(Location annotation dataset excerpts)
::::
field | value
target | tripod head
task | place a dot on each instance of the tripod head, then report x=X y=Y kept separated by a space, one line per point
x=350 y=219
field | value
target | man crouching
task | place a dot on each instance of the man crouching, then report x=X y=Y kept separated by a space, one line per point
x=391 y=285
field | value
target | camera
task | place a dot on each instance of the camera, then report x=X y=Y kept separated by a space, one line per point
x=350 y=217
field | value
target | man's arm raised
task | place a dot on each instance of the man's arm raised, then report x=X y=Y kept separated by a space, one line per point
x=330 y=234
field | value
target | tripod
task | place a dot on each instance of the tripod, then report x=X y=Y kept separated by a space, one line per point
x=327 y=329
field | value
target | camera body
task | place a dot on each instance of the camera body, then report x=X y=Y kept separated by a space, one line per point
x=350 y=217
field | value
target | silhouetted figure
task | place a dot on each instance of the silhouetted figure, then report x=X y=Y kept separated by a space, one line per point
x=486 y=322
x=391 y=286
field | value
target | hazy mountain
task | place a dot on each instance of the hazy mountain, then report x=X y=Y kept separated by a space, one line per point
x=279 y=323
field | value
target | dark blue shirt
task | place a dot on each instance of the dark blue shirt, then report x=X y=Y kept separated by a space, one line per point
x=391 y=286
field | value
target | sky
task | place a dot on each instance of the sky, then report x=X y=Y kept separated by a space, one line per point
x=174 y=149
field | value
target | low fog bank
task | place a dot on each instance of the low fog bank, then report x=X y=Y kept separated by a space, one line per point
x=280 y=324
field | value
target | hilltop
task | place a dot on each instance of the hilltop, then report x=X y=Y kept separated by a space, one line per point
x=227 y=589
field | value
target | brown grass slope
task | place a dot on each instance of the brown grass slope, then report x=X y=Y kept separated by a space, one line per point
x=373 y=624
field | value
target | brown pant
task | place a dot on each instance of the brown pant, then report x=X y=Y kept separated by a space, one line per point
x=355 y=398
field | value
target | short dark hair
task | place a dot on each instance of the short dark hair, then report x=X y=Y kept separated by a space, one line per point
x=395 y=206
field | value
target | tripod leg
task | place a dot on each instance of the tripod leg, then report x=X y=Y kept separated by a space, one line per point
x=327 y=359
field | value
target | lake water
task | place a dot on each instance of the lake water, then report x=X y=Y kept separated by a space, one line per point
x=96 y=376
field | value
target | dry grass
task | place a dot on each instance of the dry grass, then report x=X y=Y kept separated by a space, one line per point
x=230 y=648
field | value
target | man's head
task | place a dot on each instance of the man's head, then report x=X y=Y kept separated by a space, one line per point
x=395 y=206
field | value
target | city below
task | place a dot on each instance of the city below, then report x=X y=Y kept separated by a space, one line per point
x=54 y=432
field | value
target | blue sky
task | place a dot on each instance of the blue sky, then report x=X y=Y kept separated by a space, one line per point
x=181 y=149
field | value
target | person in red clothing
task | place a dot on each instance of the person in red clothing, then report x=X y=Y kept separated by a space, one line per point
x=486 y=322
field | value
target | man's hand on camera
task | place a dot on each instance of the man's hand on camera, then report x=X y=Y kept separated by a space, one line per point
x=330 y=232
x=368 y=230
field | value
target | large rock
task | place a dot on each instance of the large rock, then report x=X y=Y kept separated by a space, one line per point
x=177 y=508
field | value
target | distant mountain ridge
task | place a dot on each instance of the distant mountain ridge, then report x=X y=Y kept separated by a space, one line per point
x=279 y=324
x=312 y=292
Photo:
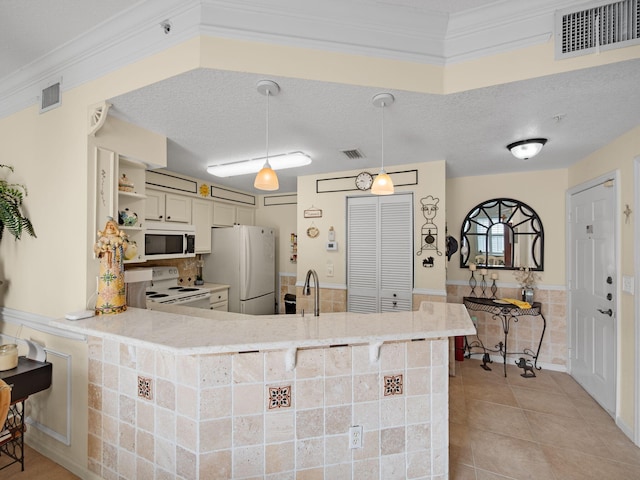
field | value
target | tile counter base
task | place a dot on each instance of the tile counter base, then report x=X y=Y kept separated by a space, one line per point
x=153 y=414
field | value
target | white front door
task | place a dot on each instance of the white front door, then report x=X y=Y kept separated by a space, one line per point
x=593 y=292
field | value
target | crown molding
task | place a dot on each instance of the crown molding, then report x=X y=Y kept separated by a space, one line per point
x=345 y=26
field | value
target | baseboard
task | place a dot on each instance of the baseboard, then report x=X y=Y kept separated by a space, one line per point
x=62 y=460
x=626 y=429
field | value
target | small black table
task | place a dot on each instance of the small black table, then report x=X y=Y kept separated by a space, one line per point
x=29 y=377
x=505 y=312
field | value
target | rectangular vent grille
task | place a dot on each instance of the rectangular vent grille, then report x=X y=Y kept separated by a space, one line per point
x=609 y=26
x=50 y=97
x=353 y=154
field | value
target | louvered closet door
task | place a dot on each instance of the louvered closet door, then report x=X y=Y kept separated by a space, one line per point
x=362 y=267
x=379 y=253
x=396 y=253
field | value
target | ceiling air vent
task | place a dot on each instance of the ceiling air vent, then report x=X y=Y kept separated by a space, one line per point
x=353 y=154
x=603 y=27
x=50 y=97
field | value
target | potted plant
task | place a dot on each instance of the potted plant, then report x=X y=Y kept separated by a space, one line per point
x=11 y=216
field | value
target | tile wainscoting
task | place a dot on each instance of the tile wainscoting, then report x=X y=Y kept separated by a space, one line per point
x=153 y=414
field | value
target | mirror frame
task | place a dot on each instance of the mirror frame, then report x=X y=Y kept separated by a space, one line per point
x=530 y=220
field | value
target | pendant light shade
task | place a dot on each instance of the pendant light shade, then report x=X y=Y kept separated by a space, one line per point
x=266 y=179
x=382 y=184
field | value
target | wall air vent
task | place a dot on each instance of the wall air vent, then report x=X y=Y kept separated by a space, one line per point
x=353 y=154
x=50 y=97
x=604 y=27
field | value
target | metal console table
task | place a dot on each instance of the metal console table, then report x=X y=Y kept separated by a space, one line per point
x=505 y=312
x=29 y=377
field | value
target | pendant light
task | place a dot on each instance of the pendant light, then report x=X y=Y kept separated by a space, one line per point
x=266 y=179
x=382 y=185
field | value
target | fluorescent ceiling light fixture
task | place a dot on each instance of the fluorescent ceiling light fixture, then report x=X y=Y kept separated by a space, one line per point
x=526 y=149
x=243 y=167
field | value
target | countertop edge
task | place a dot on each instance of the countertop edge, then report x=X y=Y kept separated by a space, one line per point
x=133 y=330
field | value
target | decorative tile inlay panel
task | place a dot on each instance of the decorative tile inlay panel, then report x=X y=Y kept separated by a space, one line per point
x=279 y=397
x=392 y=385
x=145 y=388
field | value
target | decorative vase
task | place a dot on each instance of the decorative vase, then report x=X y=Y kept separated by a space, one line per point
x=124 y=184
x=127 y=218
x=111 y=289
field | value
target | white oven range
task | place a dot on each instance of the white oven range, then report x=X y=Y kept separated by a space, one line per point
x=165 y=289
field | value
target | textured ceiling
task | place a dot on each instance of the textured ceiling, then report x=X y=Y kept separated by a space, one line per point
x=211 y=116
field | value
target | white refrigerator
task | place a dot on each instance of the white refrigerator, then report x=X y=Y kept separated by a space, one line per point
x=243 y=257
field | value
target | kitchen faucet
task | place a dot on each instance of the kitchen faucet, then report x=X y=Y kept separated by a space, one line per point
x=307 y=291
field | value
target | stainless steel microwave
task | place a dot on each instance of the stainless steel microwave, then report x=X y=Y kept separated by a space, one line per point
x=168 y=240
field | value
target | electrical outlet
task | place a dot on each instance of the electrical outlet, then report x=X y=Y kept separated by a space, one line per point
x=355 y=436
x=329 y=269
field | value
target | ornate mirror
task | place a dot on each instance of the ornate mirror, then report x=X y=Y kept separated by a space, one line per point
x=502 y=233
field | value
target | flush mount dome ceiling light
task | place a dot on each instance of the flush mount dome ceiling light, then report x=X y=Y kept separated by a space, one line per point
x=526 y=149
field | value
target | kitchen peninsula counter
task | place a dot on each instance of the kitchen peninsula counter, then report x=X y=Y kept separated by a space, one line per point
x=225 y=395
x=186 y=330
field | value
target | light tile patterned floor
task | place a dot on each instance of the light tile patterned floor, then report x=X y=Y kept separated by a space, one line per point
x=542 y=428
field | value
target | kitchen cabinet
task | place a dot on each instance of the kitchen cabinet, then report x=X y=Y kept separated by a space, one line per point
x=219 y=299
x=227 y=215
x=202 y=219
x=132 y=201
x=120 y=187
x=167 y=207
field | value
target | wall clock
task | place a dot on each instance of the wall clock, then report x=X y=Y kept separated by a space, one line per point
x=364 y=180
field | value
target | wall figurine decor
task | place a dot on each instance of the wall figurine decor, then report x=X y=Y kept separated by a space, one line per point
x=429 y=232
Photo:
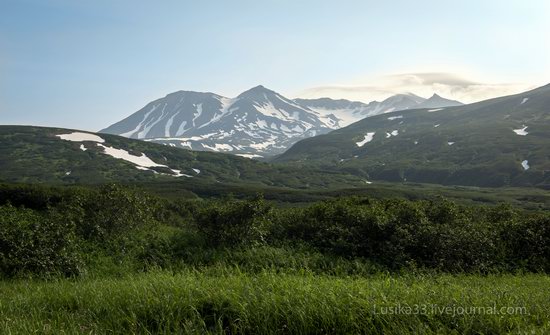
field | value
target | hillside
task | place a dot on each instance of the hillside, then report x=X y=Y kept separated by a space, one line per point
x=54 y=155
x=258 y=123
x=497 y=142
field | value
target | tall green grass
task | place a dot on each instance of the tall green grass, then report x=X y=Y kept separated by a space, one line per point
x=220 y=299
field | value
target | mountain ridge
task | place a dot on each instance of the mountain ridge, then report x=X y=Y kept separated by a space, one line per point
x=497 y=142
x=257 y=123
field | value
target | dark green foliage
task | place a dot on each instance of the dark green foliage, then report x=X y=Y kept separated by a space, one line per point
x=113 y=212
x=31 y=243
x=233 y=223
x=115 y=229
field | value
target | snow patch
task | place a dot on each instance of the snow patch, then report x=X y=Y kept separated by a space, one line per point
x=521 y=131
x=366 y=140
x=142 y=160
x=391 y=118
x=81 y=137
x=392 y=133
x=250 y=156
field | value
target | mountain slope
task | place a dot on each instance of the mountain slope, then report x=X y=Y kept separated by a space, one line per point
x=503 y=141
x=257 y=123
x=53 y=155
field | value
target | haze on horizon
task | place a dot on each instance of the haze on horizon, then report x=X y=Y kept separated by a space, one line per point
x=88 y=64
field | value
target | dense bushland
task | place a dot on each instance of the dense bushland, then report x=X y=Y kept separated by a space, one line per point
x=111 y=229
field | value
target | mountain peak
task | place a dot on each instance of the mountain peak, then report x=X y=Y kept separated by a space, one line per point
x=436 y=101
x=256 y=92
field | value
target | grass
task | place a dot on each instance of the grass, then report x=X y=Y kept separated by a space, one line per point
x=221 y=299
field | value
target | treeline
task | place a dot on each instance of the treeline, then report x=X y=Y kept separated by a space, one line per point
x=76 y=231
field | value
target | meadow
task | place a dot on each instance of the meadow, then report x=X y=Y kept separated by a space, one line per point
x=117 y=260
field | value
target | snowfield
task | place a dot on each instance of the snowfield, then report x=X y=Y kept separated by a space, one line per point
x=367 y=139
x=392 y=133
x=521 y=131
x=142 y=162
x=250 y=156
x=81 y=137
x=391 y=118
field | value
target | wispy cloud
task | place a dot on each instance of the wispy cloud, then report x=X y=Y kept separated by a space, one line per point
::::
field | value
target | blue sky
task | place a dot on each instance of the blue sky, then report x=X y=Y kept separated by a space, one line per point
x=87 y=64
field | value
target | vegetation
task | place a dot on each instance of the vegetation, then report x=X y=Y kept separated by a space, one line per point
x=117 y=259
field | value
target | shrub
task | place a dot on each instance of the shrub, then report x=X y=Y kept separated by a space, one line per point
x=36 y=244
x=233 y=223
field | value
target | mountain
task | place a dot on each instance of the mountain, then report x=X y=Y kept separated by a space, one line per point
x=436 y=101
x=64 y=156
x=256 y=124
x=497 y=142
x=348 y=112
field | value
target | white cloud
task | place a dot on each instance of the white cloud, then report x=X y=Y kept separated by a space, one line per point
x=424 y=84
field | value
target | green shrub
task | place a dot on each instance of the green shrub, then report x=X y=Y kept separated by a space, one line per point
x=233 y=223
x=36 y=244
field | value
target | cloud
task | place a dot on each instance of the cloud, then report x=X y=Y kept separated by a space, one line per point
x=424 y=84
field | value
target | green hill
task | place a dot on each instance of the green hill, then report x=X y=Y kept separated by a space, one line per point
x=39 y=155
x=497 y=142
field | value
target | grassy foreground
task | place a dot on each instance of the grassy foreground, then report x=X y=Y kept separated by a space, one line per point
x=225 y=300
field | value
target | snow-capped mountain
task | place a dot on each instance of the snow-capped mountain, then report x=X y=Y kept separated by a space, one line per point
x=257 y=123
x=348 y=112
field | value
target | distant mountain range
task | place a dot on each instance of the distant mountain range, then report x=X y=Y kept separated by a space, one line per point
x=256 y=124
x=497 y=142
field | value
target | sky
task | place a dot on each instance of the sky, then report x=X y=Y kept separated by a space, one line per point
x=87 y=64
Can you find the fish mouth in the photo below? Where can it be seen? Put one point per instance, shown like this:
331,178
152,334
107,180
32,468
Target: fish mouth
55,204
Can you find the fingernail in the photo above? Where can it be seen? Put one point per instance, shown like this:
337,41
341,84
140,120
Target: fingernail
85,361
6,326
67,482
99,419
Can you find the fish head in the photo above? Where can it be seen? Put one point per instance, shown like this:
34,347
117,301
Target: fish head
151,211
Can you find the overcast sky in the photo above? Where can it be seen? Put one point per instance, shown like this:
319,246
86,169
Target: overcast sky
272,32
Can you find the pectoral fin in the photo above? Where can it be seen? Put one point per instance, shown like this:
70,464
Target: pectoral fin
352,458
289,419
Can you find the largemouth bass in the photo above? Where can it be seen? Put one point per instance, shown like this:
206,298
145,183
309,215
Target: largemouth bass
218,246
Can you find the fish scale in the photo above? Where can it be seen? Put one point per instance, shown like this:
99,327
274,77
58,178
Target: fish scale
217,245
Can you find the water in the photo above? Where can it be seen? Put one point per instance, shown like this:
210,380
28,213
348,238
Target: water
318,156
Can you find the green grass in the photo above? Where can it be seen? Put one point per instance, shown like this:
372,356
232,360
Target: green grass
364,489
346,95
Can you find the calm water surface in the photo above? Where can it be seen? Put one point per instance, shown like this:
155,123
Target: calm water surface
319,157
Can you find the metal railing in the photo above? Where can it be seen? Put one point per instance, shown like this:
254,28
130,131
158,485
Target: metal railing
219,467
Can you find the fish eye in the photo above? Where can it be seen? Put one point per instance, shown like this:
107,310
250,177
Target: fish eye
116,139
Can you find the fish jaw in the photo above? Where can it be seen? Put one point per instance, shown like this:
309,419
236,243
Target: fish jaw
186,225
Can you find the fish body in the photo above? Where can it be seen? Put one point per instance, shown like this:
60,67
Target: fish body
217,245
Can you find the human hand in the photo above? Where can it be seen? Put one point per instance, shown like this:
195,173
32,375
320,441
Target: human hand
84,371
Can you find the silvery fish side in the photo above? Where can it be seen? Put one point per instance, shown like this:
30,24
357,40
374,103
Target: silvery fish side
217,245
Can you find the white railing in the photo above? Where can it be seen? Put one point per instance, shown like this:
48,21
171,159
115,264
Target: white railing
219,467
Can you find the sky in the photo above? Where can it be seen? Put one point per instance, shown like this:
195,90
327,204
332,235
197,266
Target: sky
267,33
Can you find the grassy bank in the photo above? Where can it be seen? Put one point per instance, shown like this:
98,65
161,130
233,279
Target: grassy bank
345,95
::::
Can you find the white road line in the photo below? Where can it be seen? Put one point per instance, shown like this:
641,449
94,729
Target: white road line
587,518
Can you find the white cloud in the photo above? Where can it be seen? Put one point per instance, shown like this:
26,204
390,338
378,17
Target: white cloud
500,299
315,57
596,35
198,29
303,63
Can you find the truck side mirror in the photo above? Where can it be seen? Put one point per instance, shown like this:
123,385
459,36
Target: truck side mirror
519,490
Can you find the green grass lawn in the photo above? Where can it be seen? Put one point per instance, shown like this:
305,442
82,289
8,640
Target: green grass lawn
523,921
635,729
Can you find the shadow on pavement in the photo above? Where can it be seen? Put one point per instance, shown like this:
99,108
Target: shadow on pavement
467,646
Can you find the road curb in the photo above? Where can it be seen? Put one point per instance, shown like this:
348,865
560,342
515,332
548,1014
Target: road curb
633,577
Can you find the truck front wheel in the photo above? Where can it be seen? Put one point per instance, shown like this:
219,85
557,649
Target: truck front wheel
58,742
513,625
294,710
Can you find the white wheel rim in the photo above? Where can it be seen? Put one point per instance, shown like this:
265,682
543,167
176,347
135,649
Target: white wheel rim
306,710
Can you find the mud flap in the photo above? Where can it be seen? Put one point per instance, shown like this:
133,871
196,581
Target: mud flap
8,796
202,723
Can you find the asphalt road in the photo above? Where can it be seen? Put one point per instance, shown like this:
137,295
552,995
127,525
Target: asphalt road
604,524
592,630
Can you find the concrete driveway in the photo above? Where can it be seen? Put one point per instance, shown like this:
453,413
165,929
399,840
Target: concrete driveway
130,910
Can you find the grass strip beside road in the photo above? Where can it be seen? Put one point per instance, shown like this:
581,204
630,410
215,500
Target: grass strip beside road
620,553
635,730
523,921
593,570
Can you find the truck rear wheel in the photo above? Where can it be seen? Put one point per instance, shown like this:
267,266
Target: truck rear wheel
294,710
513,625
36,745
::::
→ What the exercise asks
Gather every line of the items above that contains the string "clock". Matching is case-sensitive.

→ Solution to this problem
target | wall clock
task | place a dot on each instance of the wall clock, then report x=X y=Y kept separated by a space, one line per point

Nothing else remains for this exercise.